GIVEN PROBLEM: Print the part of the thread below on more cores versus more nodes between "On Dec 13, 2011, at 5:16" and "Subject: Re: More cores Vs More Nodes ?", inclusive, without changing a word.

SELECTION:

How those clusters should be built does vary, and no it is not uncommon to 
have focused use cases like that. If you know it is going to be a general 
purpose cluster then do build it in a balanced spec. 




Tom Deutsch
Program Director
Information Management
Big Data Technologies
IBM
3565 Harbor Blvd
Costa Mesa, CA 92626-1420
tdeut...@us.ibm.com

Re: More cores Vs More Nodes ?

2011-12-14 Thread Russell Jurney
You're using OS virtualization in your test.  Are you using it in production?

Russell Jurney
twitter.com/rjurney
russell.jur...@gmail.com
datasyndrome.com

On Dec 13, 2011, at 5:16 PM, Brad Sarsfield  wrote:

> The experiment was done in a cloud hosted environment running set of VMs.
>
> ~Brad
>
> -Original Message-
> From: Prashant Kommireddi [mailto:prash1...@gmail.com]
> Sent: Tuesday, December 13, 2011 9:46 AM
> To: common-user@hadoop.apache.org
> Subject: Re: More cores Vs More Nodes ?
>
> Hi Brad, how many taskstrackers did you have on each node in both cases?
>
> Thanks,
> Prashant
>
> Sent from my iPhone
>
> On Dec 13, 2011, at 9:42 AM, Brad Sarsfield  wrote:
>
>> Praveenesh,
>>
>> Your question is not naïve; in fact, optimal hardware design can ultimately 
>> be a very difficult question to answer on what would be "better". If you 
>> made me pick one without much information I'd go for more machines.  But...
>>
>> It all depends; and there is no right answer :)
>>
>> More machines
>>  +May run your workload faster
>>  +Will give you a higher degree of reliability protection from node / 
>> hardware / hard drive failure.
>>  +More aggregate IO capabilities
>>  - capex / opex may be higher than allocating more cores More cores
>>  +May run your workload faster
>>  +More cores may allow for more tasks to run on the same machine
>>  +More cores/tasks may reduce network contention and increase increasing 
>> task to task data flow performance.
>>
>> Notice "May run your workload faster" is in both; as it can be very workload 
>> dependant.
>>
>> My Experience:
>> I did a recent experiment and found that given the same number of cores (64)

DATA EXCERPTS:
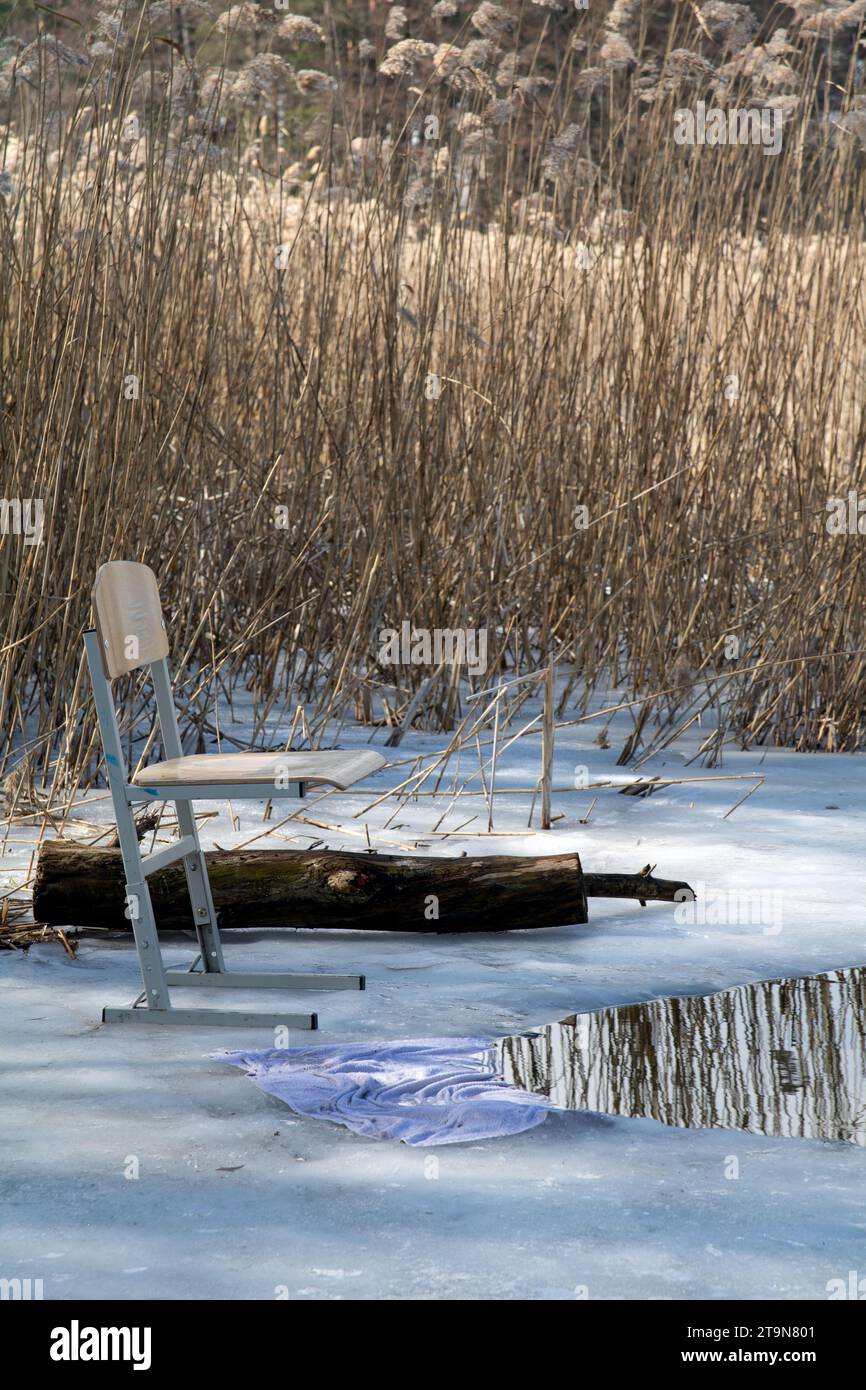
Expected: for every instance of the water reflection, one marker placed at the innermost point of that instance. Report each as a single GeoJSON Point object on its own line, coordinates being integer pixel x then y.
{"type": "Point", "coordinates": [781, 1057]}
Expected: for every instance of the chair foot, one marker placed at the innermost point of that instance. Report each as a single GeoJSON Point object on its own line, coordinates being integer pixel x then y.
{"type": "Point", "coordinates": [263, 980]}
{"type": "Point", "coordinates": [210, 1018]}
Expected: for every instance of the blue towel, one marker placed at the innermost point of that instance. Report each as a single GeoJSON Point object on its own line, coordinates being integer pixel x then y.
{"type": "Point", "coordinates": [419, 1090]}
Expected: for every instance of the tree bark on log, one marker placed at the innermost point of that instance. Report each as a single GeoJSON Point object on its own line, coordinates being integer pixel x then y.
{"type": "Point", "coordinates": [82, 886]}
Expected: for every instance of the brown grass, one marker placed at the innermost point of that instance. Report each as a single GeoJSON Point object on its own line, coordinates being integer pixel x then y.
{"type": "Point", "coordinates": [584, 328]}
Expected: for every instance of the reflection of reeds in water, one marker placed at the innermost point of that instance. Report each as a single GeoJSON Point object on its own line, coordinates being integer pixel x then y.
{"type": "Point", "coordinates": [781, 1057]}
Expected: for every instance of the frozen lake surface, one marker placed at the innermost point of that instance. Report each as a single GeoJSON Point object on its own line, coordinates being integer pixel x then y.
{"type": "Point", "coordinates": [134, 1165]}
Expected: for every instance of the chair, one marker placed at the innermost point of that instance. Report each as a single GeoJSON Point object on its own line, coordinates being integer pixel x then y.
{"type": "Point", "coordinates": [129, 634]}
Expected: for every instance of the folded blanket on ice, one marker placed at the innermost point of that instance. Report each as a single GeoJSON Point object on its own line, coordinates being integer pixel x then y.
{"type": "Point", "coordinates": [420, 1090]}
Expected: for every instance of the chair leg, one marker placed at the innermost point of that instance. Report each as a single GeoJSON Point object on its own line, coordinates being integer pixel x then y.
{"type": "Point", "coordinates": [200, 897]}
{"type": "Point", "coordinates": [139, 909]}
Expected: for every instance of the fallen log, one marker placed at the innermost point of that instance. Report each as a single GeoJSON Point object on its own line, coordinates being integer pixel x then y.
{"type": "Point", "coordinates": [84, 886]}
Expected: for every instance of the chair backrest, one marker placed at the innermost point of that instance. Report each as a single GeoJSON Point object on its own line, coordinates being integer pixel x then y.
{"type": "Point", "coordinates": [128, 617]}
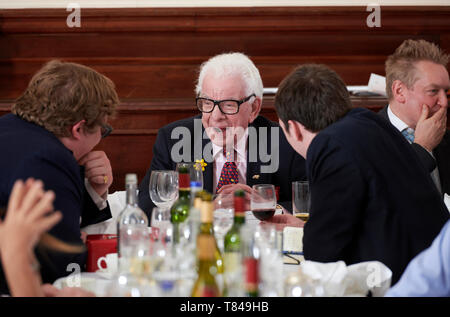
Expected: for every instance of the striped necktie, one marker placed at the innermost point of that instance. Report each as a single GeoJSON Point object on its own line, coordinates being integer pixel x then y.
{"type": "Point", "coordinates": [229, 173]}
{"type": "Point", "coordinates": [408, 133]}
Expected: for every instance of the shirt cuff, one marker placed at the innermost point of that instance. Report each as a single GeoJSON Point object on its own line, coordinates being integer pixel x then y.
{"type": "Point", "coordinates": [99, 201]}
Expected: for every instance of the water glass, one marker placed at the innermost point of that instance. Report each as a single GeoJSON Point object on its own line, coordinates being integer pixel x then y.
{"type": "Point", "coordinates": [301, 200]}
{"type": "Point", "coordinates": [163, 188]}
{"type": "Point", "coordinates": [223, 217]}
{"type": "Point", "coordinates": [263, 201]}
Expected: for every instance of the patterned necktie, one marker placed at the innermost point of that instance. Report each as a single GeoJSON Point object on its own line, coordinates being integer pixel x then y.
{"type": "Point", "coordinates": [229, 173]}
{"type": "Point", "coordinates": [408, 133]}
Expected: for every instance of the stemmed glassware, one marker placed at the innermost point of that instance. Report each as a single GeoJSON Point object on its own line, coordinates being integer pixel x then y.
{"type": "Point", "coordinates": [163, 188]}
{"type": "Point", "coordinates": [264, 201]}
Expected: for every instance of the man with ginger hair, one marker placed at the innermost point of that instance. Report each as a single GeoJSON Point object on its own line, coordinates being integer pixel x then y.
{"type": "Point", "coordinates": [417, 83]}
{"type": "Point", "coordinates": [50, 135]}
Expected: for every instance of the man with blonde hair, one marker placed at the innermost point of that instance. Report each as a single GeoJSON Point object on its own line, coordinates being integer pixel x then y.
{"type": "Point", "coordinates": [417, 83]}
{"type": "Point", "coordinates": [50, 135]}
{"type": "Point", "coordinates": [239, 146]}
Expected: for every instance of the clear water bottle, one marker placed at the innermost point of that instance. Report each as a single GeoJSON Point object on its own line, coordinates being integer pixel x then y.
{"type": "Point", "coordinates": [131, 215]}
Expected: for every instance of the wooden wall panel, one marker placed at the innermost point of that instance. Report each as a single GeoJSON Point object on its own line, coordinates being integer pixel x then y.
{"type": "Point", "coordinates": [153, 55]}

SOLUTION:
On Dec 13, 2011, at 5:16 PM, Brad Sarsfield  wrote:

> The experiment was done in a cloud hosted environment running set of VMs.
>
> ~Brad
>
> -Original Message-
> From: Prashant Kommireddi [mailto:prash1...@gmail.com]
> Sent: Tuesday, December 13, 2011 9:46 AM
> To: common-user@hadoop.apache.org
> Subject: Re: More cores Vs More Nodes ?